=== REQUEST ===
Change "tan suv" to "beige suv" in the material from the line holding "Practice step: point at the tan" through the end of the material, inclusive. Leave everything else as it is.

=== WORKING DATA ===
..........

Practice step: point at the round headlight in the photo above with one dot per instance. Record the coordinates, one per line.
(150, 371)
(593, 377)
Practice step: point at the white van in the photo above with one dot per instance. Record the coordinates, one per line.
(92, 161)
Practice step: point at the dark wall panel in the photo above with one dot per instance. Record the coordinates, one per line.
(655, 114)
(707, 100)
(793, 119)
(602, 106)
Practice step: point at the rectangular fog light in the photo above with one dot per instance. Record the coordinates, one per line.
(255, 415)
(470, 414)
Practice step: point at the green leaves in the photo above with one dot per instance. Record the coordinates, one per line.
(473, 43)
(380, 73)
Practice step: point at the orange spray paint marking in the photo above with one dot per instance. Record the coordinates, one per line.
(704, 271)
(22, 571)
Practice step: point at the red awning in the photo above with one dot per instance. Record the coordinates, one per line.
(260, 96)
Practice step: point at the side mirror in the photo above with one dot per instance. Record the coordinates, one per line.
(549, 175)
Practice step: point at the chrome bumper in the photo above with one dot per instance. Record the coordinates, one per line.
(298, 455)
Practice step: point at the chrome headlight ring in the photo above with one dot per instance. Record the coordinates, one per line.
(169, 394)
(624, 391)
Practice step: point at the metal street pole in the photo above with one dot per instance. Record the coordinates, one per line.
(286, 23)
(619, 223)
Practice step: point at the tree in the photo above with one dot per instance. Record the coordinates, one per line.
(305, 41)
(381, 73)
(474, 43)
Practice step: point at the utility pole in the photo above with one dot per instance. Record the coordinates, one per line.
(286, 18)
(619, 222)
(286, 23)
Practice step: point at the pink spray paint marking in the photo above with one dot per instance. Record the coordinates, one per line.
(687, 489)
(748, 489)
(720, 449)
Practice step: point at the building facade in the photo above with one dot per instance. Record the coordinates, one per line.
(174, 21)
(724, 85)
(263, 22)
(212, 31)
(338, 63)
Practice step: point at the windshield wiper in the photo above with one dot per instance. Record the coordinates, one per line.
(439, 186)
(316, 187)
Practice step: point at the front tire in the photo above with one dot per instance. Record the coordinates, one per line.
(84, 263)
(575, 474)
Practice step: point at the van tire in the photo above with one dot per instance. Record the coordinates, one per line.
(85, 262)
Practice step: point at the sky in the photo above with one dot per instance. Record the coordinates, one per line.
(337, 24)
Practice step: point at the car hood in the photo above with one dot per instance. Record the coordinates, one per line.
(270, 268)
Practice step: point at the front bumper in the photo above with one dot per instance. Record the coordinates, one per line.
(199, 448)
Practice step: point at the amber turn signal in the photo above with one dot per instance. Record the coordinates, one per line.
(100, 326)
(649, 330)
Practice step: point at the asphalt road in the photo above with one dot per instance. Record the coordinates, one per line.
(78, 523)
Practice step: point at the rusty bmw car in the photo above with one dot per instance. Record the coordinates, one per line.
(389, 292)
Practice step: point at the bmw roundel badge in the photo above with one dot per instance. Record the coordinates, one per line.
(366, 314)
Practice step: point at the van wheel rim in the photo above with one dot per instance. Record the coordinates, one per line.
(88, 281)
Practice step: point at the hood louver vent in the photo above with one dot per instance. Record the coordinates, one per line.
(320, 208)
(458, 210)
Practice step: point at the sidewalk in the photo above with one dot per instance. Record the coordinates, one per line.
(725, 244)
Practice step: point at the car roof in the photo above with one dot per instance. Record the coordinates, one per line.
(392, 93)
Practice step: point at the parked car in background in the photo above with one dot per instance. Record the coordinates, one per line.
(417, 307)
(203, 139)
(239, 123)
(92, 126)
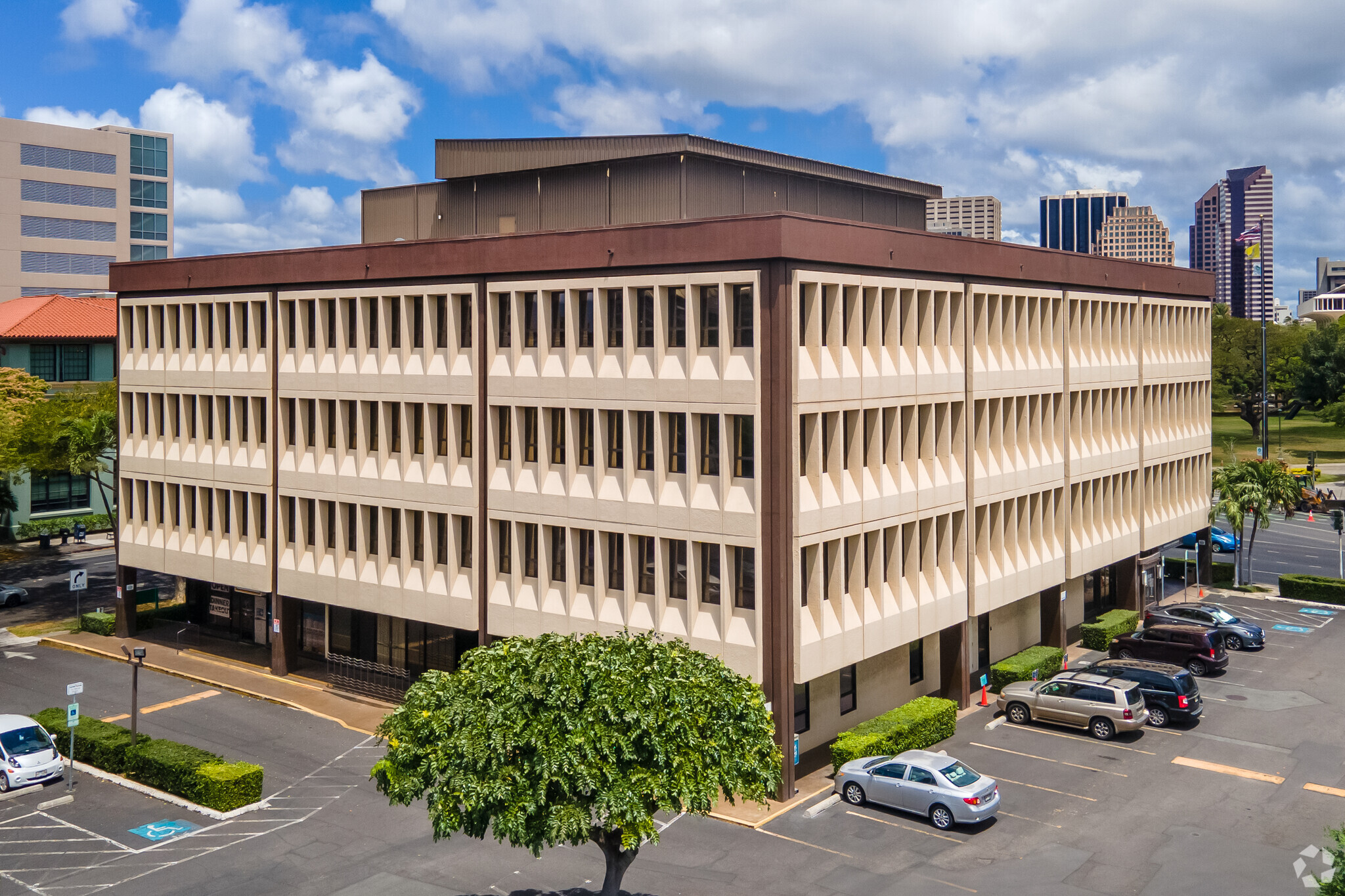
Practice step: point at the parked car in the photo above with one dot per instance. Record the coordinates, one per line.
(1102, 706)
(1201, 651)
(1219, 540)
(934, 785)
(1170, 692)
(1237, 633)
(12, 595)
(27, 756)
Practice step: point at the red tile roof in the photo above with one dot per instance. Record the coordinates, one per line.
(58, 317)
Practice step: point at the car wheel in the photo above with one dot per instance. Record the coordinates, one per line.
(853, 794)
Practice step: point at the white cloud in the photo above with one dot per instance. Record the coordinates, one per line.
(213, 147)
(81, 119)
(85, 19)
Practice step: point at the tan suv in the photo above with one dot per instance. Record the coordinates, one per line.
(1101, 704)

..........

=== FULL OUTPUT ===
Practice step: point at the beige suv in the photo above with one dot per instance. Record the coordinates, one per line.
(1101, 704)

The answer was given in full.